# Task objective:
Repeat the entries in full. Each line must match exactly.

# Material provided:
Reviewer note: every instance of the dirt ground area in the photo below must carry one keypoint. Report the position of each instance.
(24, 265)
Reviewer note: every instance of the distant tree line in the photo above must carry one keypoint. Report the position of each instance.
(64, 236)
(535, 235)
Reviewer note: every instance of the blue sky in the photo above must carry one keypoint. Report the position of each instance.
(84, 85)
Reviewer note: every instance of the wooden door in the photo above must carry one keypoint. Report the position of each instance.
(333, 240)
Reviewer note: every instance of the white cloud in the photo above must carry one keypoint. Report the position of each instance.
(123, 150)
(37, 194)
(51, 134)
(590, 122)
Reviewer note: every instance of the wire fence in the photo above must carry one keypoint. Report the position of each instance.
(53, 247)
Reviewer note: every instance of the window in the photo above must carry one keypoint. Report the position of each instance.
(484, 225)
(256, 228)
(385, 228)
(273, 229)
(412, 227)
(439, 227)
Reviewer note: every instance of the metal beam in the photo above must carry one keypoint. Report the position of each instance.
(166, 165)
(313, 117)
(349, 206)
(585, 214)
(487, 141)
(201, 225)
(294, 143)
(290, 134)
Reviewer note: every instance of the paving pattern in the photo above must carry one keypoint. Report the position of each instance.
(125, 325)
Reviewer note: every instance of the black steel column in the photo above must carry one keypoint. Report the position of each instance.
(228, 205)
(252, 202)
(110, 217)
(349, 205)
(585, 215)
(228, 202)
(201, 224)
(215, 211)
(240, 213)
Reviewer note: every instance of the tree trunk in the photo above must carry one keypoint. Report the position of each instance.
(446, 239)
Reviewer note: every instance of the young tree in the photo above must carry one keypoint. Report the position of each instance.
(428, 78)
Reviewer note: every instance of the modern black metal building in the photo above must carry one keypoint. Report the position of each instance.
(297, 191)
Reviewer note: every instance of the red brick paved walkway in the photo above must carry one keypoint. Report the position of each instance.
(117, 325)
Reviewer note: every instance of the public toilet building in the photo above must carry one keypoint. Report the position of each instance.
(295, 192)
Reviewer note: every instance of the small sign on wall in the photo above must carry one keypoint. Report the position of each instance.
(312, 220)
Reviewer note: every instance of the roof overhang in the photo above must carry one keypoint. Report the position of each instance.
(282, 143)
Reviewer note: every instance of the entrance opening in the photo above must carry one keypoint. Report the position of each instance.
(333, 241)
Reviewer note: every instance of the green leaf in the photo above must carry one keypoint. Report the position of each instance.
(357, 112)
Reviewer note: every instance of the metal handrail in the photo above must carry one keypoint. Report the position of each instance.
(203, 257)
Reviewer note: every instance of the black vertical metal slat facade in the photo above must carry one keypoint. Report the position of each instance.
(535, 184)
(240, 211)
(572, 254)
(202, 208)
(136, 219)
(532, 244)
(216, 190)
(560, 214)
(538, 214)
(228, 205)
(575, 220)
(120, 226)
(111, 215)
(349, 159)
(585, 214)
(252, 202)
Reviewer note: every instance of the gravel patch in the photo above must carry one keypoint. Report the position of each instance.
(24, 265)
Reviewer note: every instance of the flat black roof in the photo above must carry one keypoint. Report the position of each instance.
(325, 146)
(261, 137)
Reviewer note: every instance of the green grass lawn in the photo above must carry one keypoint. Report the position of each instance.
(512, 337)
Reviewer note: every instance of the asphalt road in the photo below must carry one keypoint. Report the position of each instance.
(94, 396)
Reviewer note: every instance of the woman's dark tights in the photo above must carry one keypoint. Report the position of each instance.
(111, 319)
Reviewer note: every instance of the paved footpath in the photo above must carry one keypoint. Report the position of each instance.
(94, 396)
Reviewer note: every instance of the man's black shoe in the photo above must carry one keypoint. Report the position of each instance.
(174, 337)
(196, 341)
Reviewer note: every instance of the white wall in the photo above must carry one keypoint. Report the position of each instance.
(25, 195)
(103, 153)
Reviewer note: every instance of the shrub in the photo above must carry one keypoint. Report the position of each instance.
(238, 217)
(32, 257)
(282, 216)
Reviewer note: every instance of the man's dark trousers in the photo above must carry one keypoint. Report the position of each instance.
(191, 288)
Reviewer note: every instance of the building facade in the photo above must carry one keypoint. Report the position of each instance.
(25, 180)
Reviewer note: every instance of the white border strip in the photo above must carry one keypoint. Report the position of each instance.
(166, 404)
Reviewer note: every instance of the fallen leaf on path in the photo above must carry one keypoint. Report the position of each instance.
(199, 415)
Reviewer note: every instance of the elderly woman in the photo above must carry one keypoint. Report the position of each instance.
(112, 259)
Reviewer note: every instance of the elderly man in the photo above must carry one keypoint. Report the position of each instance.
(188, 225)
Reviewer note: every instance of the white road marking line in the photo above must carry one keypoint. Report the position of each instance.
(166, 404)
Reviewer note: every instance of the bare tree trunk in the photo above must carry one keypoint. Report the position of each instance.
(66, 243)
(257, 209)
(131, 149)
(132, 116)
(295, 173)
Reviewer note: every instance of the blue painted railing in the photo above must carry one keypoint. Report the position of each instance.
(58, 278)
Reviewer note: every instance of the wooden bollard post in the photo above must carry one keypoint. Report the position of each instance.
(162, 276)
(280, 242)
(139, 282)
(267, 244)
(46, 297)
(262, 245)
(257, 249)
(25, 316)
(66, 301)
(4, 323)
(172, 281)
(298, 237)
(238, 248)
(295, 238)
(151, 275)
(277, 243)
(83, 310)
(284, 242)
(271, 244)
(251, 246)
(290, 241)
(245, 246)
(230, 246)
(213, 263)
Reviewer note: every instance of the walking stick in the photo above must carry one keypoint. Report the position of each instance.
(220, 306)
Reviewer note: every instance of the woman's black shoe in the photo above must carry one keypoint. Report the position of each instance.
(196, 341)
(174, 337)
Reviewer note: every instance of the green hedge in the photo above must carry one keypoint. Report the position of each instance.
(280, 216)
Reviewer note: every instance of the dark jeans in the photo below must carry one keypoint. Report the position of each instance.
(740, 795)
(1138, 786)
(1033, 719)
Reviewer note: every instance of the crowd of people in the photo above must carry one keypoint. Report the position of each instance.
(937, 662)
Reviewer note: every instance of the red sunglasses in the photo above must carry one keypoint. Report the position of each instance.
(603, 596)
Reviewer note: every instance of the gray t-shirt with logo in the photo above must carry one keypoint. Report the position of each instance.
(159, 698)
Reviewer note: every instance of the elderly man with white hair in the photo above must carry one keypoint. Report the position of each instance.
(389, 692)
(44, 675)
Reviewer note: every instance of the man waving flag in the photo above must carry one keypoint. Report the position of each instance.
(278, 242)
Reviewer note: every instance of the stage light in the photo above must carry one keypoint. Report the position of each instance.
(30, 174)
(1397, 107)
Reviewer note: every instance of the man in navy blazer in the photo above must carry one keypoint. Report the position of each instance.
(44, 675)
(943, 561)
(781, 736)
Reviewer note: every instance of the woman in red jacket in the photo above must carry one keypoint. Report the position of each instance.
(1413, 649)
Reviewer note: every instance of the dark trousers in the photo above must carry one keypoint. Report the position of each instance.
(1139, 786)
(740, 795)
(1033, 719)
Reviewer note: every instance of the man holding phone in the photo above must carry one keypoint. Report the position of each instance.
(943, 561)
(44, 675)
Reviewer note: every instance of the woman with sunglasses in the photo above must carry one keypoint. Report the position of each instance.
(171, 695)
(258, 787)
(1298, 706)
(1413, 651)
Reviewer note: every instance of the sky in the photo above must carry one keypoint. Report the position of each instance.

# Your solution:
Reviewer note: every instance of the dirt ground area in the photo below must carry one keypoint. Report the position of each instance.
(24, 265)
Reviewer note: every instance of the distant tree line in the photo above must carry one keypoint. Report the position of each instance.
(64, 236)
(535, 235)
Reviewer note: every instance of the blue sky in the photo above must carry one keypoint. Report the position of each instance.
(84, 85)
Reviewer note: every instance of the wooden door in the photo above must carry one keypoint. Report the position of each instance.
(333, 240)
Reviewer note: every instance of the white cloud in the photo above must carry one keypoint. Report the position of each instance.
(123, 150)
(37, 194)
(51, 134)
(590, 122)
Reviewer note: every instance of the wire fence in the photo above must carry one keypoint. Report the position of each instance.
(53, 247)
Reviewer note: every instance of the window in the photo above must carry one keypoint. Report the position of each instance.
(484, 225)
(256, 228)
(385, 228)
(273, 229)
(412, 227)
(439, 227)
Reviewer note: every instance of the metal beam in the photo above must carry one keypoint. Report the position of each instance.
(166, 165)
(313, 117)
(349, 206)
(585, 214)
(487, 141)
(201, 225)
(294, 143)
(290, 134)
Reviewer note: every instance of the paving pattern in the photo above must carry one keypoint. Report the position of each instance.
(125, 325)
Reviewer note: every instance of the black steel column in the photo above must carry one keypoint. Report the position of each instance.
(228, 205)
(252, 202)
(110, 217)
(349, 205)
(585, 215)
(228, 202)
(201, 224)
(215, 211)
(240, 213)
Reviewer note: every instance of the tree trunk in the photo above must carry one keypoint. Report the position of each instance.
(446, 239)
Reviewer note: every instance of the young tree in the photo above must carry one keypoint. Report the position of each instance.
(428, 78)
Reviewer note: every instance of the modern black metal building in the photo above must carry one keypoint. Report the position of each instance.
(297, 191)
Reviewer note: every instance of the red brick paved walkway in the photo above must carry one keypoint. Report the position of each instance.
(117, 325)
Reviewer note: every instance of the public toilet building in the photo above must carry one keypoint. Report the position of each instance.
(295, 192)
Reviewer note: every instance of the small sign on wall in the photo above must carry one keypoint. Report the position of each instance.
(312, 220)
Reviewer note: every instance of the roof overhang in the photo above must carry one keypoint. Report the position of each instance.
(282, 143)
Reviewer note: every instance of the entrance opening in the photo above must carry one keypoint. Report the position of each instance.
(333, 241)
Reviewer note: every instance of the green leaf in the photo above must carry one keypoint. Report the position of each instance.
(357, 112)
Reviewer note: every instance of the metal handrail in the photo above must carry one keypoint. Report the position of each instance.
(203, 257)
Reviewer note: every instance of the black vertical metal slat facade in the photo above must carry one keypoint. Report the position of each instance.
(535, 184)
(240, 211)
(572, 254)
(202, 208)
(136, 219)
(532, 244)
(216, 190)
(560, 214)
(538, 214)
(228, 205)
(575, 220)
(120, 226)
(111, 215)
(349, 159)
(585, 214)
(252, 202)
Reviewer note: every instance of the gravel patch in the photo above must carry one keypoint. Report the position of each instance.
(24, 265)
Reviewer note: every instance of the flat black roof in the photo above must carry one keypoint. Report the position of each instance.
(325, 146)
(261, 137)
Reviewer note: every instance of the green grass lawn in the photo above must carry one keypoint. Report the position of each instance.
(512, 337)
Reviewer note: every instance of the asphalt road in the photo below must carry one keypoint. Report the position of each instance.
(94, 396)
Reviewer note: every instance of the woman's dark tights in the photo above must carry one keypoint. Report the position of each instance.
(111, 319)
Reviewer note: every instance of the paved footpath in the photo above must carry one keypoint. Report the position of each instance.
(94, 396)
Reviewer note: every instance of the man's black shoe in the photo above must carry one keypoint. Report the position of each instance.
(174, 337)
(196, 341)
Reviewer note: every instance of the white wall in the photo above must carry one keypoint. Report the position of each instance.
(25, 195)
(103, 153)
Reviewer note: every instance of the shrub in the photo above must carry one keypoint. Report the position of each instance.
(238, 217)
(32, 257)
(282, 216)
Reviewer note: every instance of the man's dark trousers in the photo above must carry one keypoint. Report the position of each instance.
(191, 288)
Reviewer note: every instance of the building facade in the photo above must carry one keypoint. Report the position of each instance.
(25, 180)
Reviewer note: every instance of the white border strip in the photo above must carry one keypoint. Report the position of each instance.
(166, 404)
Reviewer note: every instance of the fallen leaf on path in the photo above must carry one keypoint. Report the position of each instance.
(199, 415)
Reviewer note: every instance of the elderly woman in the photo above must carry one keypoint. Report the position of each instance.
(112, 259)
Reviewer note: every instance of the elderly man in the photo above must carry one keypoint. Report the position of each instance.
(188, 225)
Reviewer note: every instance of the white road marking line in the photo above must carry one keypoint. Report the position of each instance.
(166, 404)
Reviewer note: every instance of the bare tree trunk in the photo above must carry one keypoint. Report the position of each instance.
(66, 243)
(257, 209)
(131, 149)
(132, 116)
(295, 173)
Reviewer note: every instance of the blue painted railing in the photo above must carry one keypoint. Report the position of each instance.
(58, 278)
Reviewer note: every instance of the wooden bollard post in the photo above must carry one keypoint. Report the position of each instance.
(162, 276)
(280, 242)
(139, 282)
(267, 244)
(46, 297)
(262, 245)
(257, 249)
(25, 316)
(66, 301)
(4, 323)
(172, 281)
(298, 237)
(238, 248)
(295, 238)
(151, 275)
(277, 243)
(83, 310)
(284, 242)
(271, 244)
(251, 246)
(290, 241)
(245, 246)
(230, 246)
(213, 263)
Reviewer note: every instance of the walking stick in the photo above must carry one keypoint. Report the position of each instance.
(220, 306)
Reviewer note: every instance of the woman's black shoe in the photo above must carry one keypoint. Report the position of each instance.
(196, 341)
(174, 337)
Reviewer note: every instance of the green hedge in the photo above must carry one keypoint. Report the position of each instance.
(280, 216)
Reviewer note: every instance of the dark jeans in the photo below must carry one keypoint. Report the position of each instance.
(740, 795)
(1138, 786)
(1033, 719)
Reviewer note: every instance of the crowd of people in the photo above must carry one keypoint. Report the position of each instance.
(937, 662)
Reviewer note: every instance of the red sunglasses in the photo above must carry one keypoint. Report the position of each instance.
(603, 596)
Reviewer note: every instance of the gray t-shirt with logo in the photo above must carry one keypoint. Report the position of each instance.
(159, 698)
Reviewer note: every instance of the elderly man with white hair in the photo above must carry one keypoint. Report the position of each instance.
(389, 692)
(44, 675)
Reviewer note: every instance of the man waving flag in the photo above must carry one keypoint. Report the position of each instance.
(278, 242)
Reviewer note: every instance of the stage light in the photo above must carry one keypoint. Report the position of each instance.
(30, 174)
(1397, 107)
Reviewer note: every instance of the man in navy blazer in the photo above must carry one keypoint. Report the position of each instance.
(44, 675)
(943, 561)
(781, 736)
Reviewer note: every instance of the woman in red jacket in the photo above must carry one keypoint. Report the position of each instance.
(1413, 649)
Reviewer note: every instance of the dark trousers in the photo above must carry one keypoint. Report the position of each instance.
(1139, 786)
(740, 795)
(1033, 719)
Reviewer note: every instance of the man holding phone in the photo above must carry one keypoint. Report the position of each instance.
(943, 561)
(44, 675)
Reviewer note: every instance of the woman with sunglasses in the photo above must carry one keypoint. Report the position of each instance.
(171, 695)
(258, 787)
(1298, 706)
(1413, 651)
Reviewer note: every instance of the sky in the photo above must carry one keypoint. Report the position of each instance.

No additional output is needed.